Task details: In the listing below, count every line that contains "fence". Give nothing but the number.

--- Supplied records ---

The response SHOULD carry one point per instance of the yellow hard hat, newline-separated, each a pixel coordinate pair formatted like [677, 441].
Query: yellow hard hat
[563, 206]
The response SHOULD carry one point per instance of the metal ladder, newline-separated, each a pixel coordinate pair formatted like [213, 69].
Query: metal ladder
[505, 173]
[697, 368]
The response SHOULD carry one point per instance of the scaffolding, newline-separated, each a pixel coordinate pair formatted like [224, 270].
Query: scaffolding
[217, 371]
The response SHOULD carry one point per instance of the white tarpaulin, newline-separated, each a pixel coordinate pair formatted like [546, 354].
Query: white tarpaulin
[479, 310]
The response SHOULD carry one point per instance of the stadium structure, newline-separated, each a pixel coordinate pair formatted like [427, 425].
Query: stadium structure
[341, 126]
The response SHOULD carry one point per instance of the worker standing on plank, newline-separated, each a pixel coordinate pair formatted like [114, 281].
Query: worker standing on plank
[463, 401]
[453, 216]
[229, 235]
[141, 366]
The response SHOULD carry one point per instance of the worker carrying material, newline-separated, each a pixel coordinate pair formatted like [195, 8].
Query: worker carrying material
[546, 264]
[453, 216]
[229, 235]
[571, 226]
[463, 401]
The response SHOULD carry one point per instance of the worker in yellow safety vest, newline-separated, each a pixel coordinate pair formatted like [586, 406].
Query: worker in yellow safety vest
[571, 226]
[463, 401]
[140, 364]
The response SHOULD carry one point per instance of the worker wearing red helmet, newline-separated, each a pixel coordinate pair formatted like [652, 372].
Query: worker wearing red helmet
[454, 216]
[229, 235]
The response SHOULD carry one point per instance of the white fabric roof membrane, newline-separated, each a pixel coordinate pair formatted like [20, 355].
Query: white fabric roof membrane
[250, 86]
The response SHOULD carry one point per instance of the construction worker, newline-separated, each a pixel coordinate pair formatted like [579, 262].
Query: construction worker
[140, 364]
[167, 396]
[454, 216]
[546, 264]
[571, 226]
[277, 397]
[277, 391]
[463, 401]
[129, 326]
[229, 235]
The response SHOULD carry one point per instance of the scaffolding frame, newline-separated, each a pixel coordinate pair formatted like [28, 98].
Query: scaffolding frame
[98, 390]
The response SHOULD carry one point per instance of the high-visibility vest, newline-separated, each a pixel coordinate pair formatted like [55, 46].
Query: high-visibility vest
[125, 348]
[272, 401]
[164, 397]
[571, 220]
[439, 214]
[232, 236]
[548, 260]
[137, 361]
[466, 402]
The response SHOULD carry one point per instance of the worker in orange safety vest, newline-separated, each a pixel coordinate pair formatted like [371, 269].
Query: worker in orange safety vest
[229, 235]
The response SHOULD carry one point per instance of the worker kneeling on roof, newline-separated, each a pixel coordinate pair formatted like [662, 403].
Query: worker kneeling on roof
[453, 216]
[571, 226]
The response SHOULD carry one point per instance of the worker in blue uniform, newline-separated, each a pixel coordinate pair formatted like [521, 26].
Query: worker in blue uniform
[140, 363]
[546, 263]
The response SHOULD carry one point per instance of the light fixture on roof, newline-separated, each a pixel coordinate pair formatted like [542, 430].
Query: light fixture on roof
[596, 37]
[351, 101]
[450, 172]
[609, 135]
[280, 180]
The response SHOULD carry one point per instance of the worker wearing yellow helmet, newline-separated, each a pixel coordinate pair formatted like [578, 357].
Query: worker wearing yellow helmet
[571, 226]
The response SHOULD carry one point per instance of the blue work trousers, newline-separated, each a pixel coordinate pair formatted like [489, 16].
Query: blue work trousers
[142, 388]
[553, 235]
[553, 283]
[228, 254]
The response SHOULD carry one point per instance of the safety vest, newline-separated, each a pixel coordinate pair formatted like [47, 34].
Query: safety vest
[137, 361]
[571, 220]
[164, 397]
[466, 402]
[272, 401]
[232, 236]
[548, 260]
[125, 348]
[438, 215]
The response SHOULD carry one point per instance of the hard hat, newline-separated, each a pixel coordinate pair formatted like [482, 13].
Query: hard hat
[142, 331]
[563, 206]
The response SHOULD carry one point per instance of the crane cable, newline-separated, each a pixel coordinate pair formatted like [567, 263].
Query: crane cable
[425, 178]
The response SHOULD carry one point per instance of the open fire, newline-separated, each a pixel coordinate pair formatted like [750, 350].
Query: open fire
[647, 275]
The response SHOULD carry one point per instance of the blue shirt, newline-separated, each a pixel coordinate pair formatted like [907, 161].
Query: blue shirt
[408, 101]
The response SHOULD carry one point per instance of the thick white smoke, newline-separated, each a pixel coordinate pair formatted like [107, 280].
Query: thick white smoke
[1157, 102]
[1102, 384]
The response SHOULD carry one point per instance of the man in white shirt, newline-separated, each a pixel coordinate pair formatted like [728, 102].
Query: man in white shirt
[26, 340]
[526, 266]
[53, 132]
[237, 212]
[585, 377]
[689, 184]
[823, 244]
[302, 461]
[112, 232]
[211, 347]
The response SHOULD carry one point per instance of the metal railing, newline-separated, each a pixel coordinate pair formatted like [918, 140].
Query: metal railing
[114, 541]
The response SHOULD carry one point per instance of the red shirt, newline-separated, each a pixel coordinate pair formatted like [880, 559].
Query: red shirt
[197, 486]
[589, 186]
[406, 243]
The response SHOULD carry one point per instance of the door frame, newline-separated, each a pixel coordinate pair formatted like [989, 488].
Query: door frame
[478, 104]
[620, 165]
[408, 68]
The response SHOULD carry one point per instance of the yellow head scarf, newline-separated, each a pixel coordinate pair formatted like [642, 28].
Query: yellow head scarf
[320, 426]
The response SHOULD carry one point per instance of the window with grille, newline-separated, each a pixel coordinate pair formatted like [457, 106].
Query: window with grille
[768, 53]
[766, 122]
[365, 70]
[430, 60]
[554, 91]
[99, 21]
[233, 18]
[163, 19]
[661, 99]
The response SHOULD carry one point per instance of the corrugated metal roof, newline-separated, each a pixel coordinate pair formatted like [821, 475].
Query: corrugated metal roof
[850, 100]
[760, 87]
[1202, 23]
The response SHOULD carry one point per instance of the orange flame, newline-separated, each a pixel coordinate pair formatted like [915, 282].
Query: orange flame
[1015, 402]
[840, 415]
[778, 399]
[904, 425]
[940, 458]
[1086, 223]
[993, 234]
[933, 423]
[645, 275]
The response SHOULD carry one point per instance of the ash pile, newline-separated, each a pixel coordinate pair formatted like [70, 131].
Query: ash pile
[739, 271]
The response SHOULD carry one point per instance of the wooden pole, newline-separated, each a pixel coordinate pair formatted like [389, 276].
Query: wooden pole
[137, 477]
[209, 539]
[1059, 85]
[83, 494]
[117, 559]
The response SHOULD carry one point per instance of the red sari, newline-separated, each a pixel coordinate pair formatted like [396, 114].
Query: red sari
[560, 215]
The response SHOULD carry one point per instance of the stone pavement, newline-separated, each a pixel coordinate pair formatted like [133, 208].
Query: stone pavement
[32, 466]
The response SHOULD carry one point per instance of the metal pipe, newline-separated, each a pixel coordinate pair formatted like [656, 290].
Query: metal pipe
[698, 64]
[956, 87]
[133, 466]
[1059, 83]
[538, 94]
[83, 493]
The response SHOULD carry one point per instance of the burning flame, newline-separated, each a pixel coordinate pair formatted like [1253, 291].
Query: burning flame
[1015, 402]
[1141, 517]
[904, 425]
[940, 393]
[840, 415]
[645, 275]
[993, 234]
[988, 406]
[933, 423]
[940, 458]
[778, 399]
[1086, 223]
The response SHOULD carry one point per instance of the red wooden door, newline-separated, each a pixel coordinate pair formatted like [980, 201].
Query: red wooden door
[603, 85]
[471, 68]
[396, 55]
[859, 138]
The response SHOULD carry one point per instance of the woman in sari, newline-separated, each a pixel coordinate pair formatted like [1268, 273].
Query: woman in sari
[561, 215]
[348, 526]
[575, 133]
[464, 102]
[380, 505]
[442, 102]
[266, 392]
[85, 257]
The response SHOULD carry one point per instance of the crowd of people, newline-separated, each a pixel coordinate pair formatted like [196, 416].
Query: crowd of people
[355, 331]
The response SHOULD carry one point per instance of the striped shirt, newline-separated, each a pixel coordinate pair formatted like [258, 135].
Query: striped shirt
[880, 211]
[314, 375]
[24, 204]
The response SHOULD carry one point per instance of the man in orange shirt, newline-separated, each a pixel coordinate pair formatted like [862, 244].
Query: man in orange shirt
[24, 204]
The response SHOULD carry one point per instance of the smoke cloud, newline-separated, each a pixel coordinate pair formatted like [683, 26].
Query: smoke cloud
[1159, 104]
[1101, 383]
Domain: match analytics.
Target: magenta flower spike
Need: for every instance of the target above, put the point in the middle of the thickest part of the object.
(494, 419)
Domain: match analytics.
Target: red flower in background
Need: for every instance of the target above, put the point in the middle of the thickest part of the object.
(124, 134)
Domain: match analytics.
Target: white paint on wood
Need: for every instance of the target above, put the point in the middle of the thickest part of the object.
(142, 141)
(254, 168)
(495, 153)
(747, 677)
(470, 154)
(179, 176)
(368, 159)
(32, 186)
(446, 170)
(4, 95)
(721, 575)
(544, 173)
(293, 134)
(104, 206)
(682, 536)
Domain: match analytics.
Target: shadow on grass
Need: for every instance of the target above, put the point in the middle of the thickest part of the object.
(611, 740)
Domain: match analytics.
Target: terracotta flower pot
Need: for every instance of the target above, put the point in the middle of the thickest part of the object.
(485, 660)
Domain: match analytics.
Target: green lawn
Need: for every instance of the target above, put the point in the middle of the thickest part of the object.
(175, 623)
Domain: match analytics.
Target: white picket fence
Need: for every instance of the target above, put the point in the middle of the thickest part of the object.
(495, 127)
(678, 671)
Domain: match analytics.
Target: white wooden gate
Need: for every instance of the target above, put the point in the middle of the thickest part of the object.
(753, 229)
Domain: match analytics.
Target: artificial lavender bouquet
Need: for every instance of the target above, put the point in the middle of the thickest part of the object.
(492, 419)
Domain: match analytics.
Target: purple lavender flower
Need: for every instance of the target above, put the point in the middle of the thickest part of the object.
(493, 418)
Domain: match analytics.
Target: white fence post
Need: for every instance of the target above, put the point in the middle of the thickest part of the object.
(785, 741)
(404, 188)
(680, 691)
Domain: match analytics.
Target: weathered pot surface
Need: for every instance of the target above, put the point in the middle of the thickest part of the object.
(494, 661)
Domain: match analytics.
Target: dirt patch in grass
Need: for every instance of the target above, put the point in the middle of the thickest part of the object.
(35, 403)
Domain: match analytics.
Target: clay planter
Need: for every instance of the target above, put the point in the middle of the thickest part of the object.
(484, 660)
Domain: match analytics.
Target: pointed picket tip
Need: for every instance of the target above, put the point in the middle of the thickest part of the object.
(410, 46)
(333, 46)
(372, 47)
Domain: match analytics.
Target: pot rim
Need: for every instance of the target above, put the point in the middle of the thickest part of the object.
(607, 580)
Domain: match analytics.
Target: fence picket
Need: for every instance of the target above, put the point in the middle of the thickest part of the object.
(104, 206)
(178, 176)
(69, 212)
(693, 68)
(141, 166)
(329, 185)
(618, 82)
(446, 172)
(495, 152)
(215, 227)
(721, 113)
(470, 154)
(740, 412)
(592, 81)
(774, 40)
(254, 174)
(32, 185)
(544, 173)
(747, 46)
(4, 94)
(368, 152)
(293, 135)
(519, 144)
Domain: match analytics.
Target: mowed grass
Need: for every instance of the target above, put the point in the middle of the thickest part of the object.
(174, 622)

---

Your solution: 3